Start of Extracted information

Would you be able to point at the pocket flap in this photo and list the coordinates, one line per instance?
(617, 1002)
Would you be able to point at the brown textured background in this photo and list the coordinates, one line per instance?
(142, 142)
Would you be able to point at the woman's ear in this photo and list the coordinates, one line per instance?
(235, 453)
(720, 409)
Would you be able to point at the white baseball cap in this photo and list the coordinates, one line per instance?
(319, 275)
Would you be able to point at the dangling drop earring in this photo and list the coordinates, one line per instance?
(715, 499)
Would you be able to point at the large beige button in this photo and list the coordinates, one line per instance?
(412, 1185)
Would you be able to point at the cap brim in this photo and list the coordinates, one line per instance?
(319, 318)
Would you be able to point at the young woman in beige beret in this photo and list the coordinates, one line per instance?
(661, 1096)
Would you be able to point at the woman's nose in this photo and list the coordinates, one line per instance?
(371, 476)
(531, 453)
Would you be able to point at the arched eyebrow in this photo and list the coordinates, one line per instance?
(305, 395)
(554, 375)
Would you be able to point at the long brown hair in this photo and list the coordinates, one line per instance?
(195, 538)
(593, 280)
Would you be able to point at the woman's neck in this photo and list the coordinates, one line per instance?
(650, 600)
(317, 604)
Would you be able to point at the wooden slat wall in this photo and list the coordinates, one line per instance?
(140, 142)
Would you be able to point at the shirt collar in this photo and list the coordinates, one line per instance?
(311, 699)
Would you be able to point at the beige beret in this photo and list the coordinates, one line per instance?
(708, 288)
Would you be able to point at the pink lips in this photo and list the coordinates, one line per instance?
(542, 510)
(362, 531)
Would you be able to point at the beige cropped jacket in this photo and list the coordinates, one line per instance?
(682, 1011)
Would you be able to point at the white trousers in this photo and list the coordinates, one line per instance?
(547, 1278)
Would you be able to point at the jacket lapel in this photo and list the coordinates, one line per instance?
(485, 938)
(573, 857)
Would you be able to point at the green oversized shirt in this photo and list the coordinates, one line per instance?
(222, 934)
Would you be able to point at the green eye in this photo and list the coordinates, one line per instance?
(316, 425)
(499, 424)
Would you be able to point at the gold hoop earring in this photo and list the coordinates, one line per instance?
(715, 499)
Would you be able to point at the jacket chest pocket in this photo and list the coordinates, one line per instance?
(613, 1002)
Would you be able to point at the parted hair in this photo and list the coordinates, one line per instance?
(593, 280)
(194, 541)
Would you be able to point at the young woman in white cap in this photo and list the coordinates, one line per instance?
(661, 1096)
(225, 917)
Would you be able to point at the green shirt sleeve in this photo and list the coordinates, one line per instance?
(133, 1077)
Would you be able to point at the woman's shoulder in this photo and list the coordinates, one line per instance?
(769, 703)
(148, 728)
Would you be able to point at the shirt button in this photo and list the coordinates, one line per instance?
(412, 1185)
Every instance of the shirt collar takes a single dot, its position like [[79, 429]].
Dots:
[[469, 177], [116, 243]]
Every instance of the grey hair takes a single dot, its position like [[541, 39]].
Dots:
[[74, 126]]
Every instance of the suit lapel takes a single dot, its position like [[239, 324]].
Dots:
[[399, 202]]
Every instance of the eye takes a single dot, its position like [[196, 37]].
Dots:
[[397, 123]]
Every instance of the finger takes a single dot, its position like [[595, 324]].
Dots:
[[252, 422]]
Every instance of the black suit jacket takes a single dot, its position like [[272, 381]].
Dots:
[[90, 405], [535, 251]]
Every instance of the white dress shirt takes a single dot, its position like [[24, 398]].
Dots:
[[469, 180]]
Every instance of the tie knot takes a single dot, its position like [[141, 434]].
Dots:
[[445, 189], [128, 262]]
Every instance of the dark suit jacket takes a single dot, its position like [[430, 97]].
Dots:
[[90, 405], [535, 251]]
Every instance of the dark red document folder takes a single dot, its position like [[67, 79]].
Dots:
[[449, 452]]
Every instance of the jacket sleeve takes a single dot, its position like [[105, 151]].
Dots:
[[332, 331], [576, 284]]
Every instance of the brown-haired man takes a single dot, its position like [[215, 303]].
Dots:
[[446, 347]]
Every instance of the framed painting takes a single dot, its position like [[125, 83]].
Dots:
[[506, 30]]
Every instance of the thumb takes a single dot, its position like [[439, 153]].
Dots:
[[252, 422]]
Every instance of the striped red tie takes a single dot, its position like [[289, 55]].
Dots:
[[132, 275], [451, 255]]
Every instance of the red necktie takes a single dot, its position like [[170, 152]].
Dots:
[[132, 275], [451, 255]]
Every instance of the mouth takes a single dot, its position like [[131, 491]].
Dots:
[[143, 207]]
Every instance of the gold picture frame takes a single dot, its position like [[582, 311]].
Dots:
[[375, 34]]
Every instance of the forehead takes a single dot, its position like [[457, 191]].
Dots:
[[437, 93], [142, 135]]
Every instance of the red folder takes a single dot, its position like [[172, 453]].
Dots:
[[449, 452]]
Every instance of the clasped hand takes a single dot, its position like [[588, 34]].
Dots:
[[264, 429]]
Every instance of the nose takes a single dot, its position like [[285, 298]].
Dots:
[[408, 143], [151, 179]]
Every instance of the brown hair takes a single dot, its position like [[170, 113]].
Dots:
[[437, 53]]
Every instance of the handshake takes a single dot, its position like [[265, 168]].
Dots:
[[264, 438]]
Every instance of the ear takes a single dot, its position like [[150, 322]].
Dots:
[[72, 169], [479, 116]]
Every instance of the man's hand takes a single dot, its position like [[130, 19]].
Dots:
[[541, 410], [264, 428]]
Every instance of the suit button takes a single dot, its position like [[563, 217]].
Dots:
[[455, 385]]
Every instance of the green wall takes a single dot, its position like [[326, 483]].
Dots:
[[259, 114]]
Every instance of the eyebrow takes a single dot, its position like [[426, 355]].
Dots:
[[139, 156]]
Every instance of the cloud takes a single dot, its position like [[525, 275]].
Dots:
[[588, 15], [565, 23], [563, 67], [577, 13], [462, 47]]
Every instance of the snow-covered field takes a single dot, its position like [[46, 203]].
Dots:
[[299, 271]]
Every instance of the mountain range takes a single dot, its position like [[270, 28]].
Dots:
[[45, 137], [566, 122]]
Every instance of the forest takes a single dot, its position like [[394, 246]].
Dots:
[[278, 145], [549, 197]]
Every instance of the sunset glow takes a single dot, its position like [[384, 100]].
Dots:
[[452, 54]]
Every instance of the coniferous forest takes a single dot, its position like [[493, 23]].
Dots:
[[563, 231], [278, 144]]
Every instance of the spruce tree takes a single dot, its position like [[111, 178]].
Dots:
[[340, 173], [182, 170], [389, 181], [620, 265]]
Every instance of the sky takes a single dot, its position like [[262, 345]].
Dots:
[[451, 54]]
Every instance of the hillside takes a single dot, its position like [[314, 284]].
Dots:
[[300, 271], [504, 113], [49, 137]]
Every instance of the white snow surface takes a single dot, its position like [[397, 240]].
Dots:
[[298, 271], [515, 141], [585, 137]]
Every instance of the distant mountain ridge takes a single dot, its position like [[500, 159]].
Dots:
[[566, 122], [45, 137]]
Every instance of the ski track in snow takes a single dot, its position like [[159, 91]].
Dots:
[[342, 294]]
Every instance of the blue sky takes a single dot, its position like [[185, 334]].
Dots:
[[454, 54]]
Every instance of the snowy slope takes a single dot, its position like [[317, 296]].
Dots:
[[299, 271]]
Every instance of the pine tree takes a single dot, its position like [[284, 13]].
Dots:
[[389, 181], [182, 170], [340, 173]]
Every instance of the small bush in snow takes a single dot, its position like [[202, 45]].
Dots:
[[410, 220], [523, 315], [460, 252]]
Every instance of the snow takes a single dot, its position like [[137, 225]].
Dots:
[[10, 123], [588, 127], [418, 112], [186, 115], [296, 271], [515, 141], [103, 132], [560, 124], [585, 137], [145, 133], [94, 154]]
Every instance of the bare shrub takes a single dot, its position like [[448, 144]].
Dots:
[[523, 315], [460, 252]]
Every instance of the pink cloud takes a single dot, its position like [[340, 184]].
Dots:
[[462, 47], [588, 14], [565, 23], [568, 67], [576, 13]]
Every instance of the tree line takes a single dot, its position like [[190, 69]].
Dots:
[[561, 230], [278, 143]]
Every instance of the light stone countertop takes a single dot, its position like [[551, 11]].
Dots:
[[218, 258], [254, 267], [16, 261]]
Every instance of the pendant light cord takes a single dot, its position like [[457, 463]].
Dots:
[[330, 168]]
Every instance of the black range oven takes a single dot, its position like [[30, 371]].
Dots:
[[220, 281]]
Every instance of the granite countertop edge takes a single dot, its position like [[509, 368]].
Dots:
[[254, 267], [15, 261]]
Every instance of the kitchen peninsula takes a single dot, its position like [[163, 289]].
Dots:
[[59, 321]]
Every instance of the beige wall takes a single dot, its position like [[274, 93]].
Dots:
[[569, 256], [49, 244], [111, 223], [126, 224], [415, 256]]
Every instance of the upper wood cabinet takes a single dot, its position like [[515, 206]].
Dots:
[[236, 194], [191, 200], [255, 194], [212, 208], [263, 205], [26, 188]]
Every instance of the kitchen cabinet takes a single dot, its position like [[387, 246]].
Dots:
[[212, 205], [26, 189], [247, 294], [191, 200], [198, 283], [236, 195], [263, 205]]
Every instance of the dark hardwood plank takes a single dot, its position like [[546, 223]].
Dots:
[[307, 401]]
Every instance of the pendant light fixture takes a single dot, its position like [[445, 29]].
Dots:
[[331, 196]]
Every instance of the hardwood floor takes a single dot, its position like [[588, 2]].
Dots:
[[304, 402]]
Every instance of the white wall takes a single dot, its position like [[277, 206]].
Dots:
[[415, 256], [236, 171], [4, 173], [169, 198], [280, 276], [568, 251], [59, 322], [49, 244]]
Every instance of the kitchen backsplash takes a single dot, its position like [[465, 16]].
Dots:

End of Extracted information

#### [Work item]
When a line contains the string "kitchen", copy it from the records.

#### [Answer box]
Every instance of the kitchen peninsula takes a single dot, its position like [[163, 289]].
Every instance of the kitchen cabinet takes a single dot, its position like [[387, 246]].
Every instance of the kitchen backsplash takes a single dot, its position like [[465, 16]].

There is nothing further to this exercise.